▸ EXERCISE SET:
1. Print the part of the advice column between "It isn’t a matter" and "cares for me?", inclusive.
2. Carry on the relationship advice column from the point where it ends.

Monday, May 2, 2011

She’s too stingy, so I masturbate…

With Auntie Agatha, gataedo@yahoo.com, agatha.edo@gmail.com, Tel: 08054500626


Dear Agatha,

I thank you for the incisive way you treat problems. Hope mine will not be an exception. I am a 26-year-old undergraduate in my final year. My problem has to do with the attitude of my girlfriend who is of the same age with me.

I love and cherish this girl so much but she hardly gives me attention. I am the one always calling and sending her text messages, and she hardly replies these messages. As a matter of fact she only beeps me once in two months.

It isn’t a matter of her not having money to buy credit, because she at least works. Besides we don’t reside in the same location.

I have made enough sacrifices in terms of showing her true love since we started two years ago.

Once I tried having sex with her but when she declined, I haven’t bothered her since. All we do is to kiss. To satisfy my sexual desires, I masturbate. My intention is to get married to this girl as soon as I finish schooling.

But since she isn’t giving me the attentions I desire, should I part ways with her and continue with my masturbation habit until I find someone who cares for me?

Confused EJ.

Dear Confused EJ,

Being age mates with you, so many things combine to make her appears cold towards you. These are fundamental issues, but which she obviously doesn’t want to discuss with you.

At 26, she is itching towards that important age most women begin to take serious the issue of their life partners, when they begin to sieve the wheat from the chaff. Being of the same age with her, you may not have much to offer her now especially as you are still in school while she is already working.

You still have one year of service as well as one or two years to be psychologically ready that is if you already have a promised job. If you are going to join the thousands who have already graduated for years still looking for the few jobs around, then it may take longer than that for you to be ready.

Add all these years to her current age and you will discover that by that time you would be in her 30s. This is obviously a risk she doesn’t want to take with you.

▸ DATA SEGMENT:
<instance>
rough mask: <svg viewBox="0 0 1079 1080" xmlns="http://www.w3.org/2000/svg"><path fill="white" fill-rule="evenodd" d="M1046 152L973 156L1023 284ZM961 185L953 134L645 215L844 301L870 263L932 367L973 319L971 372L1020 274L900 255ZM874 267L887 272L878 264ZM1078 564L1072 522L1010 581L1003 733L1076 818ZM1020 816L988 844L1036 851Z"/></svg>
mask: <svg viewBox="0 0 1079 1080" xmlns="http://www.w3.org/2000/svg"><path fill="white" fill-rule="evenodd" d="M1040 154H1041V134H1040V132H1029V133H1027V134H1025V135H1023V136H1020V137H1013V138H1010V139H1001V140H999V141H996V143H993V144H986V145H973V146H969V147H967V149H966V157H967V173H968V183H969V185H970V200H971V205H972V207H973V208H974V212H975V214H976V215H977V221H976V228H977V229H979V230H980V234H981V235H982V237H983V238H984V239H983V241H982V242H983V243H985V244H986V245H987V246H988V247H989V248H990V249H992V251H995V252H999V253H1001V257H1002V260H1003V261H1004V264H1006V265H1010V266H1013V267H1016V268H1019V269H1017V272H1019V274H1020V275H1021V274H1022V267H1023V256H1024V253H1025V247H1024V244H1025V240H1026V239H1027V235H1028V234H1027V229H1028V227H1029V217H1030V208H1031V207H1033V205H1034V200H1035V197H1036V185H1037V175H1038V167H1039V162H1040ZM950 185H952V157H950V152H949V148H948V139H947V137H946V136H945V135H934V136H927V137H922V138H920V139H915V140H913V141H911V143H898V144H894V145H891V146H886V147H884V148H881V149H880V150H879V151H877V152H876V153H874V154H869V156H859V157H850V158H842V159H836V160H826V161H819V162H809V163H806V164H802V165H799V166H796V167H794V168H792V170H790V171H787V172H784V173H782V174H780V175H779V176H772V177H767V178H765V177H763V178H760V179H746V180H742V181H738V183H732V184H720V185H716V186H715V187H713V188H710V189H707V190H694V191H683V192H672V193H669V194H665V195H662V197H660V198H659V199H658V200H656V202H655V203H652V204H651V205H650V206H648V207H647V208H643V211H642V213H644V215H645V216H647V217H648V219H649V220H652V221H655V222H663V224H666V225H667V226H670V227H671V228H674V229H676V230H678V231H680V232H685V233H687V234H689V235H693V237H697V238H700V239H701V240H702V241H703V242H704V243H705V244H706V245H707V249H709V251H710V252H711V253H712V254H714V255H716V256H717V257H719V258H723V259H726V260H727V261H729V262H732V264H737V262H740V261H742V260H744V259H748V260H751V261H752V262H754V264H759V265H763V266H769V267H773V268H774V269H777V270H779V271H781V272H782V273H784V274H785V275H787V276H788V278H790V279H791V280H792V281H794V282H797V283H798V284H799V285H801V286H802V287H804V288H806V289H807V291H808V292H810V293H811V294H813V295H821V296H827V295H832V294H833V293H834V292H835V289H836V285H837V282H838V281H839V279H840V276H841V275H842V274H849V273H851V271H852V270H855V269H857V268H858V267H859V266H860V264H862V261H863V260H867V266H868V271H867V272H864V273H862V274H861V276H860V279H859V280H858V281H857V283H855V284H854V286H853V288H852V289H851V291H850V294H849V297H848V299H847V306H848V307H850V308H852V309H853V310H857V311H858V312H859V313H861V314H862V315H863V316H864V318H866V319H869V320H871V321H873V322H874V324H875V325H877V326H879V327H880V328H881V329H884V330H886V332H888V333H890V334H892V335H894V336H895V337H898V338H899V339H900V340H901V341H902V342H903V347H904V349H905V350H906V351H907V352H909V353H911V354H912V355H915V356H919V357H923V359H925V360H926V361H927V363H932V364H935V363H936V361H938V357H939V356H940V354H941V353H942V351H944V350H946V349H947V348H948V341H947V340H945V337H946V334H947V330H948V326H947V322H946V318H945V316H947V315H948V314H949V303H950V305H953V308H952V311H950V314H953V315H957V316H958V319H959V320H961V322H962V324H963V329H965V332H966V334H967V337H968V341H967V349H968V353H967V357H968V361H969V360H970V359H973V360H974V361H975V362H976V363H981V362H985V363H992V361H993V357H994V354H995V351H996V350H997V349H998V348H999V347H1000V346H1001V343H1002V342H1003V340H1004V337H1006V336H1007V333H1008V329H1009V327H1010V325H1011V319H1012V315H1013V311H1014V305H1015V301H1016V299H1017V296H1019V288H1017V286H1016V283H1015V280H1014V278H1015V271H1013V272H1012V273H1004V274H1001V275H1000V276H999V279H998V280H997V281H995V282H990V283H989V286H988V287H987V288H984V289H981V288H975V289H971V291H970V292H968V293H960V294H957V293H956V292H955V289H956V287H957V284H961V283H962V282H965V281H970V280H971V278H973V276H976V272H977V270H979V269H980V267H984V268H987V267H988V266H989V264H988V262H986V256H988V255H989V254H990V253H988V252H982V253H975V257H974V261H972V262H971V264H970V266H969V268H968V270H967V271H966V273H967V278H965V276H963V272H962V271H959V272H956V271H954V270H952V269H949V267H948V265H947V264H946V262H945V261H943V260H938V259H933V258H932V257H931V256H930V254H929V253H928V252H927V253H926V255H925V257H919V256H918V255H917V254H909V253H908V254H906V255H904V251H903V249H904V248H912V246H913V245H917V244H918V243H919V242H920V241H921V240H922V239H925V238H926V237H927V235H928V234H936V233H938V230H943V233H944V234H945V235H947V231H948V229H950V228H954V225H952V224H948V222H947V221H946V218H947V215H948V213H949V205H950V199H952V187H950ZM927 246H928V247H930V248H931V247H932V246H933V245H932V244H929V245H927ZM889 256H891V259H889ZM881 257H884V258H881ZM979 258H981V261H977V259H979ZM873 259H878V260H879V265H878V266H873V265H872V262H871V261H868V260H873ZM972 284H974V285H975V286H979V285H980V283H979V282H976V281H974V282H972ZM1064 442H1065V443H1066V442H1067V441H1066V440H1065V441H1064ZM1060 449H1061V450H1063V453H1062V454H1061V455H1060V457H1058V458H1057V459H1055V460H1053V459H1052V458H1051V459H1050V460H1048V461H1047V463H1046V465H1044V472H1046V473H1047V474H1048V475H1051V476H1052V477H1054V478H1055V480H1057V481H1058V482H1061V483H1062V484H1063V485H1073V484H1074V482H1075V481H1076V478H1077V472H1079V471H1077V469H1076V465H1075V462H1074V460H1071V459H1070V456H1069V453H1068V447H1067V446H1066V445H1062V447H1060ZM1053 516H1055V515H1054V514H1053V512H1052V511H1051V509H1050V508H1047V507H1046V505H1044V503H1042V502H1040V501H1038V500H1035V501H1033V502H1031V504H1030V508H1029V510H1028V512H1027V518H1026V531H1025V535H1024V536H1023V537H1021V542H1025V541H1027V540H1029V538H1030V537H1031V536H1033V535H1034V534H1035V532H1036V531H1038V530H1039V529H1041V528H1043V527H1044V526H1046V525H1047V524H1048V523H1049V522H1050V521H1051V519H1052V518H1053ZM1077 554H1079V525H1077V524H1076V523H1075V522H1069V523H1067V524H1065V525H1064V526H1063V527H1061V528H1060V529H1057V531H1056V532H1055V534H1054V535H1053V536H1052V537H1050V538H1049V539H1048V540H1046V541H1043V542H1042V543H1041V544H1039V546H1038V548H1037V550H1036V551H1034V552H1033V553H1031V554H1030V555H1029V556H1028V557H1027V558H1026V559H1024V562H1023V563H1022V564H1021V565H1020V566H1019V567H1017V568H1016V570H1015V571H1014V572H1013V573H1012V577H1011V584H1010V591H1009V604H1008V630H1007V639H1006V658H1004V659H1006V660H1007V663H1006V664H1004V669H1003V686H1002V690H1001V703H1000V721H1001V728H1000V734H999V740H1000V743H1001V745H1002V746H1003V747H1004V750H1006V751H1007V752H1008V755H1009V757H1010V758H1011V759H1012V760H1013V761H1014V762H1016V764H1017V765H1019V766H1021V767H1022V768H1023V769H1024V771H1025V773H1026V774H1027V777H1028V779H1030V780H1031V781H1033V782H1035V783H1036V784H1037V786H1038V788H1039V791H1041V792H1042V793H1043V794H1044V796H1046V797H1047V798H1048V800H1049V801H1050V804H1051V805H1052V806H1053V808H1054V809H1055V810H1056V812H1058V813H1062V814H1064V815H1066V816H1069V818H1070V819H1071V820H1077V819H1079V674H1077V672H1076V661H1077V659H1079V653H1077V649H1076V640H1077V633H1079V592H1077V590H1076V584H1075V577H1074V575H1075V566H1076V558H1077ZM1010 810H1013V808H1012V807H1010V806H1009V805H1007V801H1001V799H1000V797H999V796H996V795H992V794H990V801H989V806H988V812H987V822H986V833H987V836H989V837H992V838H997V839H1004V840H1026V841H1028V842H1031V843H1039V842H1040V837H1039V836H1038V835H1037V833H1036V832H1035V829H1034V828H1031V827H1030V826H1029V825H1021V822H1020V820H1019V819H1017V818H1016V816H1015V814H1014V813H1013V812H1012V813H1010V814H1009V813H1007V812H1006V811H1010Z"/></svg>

▸ RESPONSES BY ITEM NUMBER:
1.
It isn’t a matter of her not having money to buy credit, because she at least works. Besides we don’t reside in the same location.

I have made enough sacrifices in terms of showing her true love since we started two years ago.

Once I tried having sex with her but when she declined, I haven’t bothered her since. All we do is to kiss. To satisfy my sexual desires, I masturbate. My intention is to get married to this girl as soon as I finish schooling.

But since she isn’t giving me the attentions I desire, should I part ways with her and continue with my masturbation habit until I find someone who cares for me?

2.
She may find you very amicable and loving, but all these don’t count as important to a woman desperate to marry. It isn’t you she is rejecting, but the circumstances surrounding your person.

Don’t get me wrong; this has nothing to do with money but with the reality on the ground. If you were through with education and only contending with the difficulties of looking for a job, it would be more appealing to her.

She may also be worried about your eventual reaction to the issue of her age. Should she brave the odds to stick it out with you, what guarantees does she have that you would not find her too old for you when you are settled and have the opportunity of attracting the interest of a younger female?

It could also be a case of your maturity or attitude. Both of you may be age mates, but being a woman her thinking and attitude would definitely be more matured than yours. It is a natural thing; women mature in their thinking and attitude faster than a man of their age.

As the man, you should make out time to talk to her. Pre-empt her questions and worries because like I said these are worries she may not want to share with you.

By initiating the discussions and addressing issues she didn’t want to discuss with you, you give her the chance to really open up on those things bothering her about a full-scale relationship with you. It would also give you a clear clue on how to tackle some things you have been worrying yourself over.

It would also give you two the chance to talk about your future, plan and concretise certain things. For instance, both of you may decide that it is best for you to go into business once you graduate rather than waste precious time on searching for a job.

You may have been together for two years, but you both haven’t gotten past the kindergarten stage in this relationship. It is time you discussed as two matured people dating and not like secondary school students who are scared of advertising their relationships.

At 26, both of you are matured enough to know what you are into. By taking time out to talk about it, you throw open all the options available to you.

As for the issue of masturbation, it isn’t an alternative to you having intimacy with a woman. It is a habit you must strive to outgrow before you begin to think of marriage.

Good luck.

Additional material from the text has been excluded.